Retype every line of the listing below exactly as it appears, leaving out the pictures.

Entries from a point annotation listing
• • • •

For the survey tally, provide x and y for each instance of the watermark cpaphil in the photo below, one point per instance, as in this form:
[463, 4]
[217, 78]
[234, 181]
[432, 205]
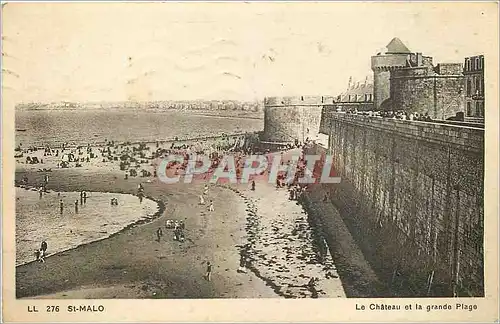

• • • •

◆ SOLUTION TO THIS TASK ◆
For the survey tally, provide x and y for each instance of the watermark cpaphil in the photo below, one point per instance, as in this form:
[463, 4]
[217, 78]
[234, 181]
[432, 205]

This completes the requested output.